What is needed - Can you retype the records word for word, starting at the very beginning and ending with the line that contains "102L157 107L159 107L160", both ends included?
-- Dataset excerpts start --
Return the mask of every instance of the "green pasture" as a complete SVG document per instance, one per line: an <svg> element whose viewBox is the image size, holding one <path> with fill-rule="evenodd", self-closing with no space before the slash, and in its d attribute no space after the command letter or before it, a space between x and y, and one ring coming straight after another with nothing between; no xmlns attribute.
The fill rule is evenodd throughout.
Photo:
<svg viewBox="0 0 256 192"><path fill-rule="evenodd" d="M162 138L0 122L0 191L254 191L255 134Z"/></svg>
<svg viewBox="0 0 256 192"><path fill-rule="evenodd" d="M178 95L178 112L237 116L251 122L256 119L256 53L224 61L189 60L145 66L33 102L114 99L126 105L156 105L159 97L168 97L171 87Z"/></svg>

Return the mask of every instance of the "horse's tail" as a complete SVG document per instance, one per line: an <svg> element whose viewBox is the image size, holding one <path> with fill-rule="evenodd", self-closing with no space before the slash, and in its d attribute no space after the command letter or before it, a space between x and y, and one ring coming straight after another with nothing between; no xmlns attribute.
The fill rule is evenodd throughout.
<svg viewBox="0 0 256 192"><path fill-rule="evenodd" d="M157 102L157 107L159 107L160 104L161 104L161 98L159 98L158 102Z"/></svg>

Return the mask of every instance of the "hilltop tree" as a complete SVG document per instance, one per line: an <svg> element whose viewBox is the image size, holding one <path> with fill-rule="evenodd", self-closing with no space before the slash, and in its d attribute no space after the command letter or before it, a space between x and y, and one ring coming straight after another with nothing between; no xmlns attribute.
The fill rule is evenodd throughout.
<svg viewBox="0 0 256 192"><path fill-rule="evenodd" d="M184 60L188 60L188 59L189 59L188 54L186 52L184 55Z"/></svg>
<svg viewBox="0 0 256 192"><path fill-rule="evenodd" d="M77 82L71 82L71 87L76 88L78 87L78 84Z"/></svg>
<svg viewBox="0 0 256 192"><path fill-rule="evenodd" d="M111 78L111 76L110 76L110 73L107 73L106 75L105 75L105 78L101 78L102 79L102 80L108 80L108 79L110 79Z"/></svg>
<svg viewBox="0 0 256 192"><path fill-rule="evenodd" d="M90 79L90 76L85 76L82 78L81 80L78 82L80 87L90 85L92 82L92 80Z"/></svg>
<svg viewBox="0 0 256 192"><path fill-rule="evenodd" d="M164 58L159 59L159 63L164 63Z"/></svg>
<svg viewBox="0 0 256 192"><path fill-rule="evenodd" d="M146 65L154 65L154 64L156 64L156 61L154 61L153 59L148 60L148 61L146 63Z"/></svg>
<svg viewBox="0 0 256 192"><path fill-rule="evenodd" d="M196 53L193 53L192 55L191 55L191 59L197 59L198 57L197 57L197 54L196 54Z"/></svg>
-- Dataset excerpts end --
Written solution -
Return the mask of every instance of the "green pasture" as a complete SVG document per instance, one per line: an <svg> element whose viewBox is the image size, holding one <path> with fill-rule="evenodd", self-closing with no space before the slash, and in its d attribute no space after the command letter or before it, a space between x and y, and one ring coming straight after another with nothing between; no xmlns attribute.
The fill rule is evenodd throughout.
Photo:
<svg viewBox="0 0 256 192"><path fill-rule="evenodd" d="M162 138L0 122L0 191L254 191L255 134Z"/></svg>
<svg viewBox="0 0 256 192"><path fill-rule="evenodd" d="M178 95L178 112L237 116L251 122L256 119L256 53L224 61L189 60L145 66L33 102L114 99L126 105L156 105L159 97L168 97L171 87Z"/></svg>

Return the mask of every instance of the "horse's tail" as a complete SVG document per instance, one per line: an <svg> element whose viewBox is the image size, holding one <path> with fill-rule="evenodd", self-closing with no space before the slash, and in its d attribute no space after the command letter or before it, a space between x and y, and one ring coming straight after another with nothing between; no xmlns attribute.
The fill rule is evenodd throughout.
<svg viewBox="0 0 256 192"><path fill-rule="evenodd" d="M157 102L157 107L159 107L160 104L161 104L161 98L159 98L158 102Z"/></svg>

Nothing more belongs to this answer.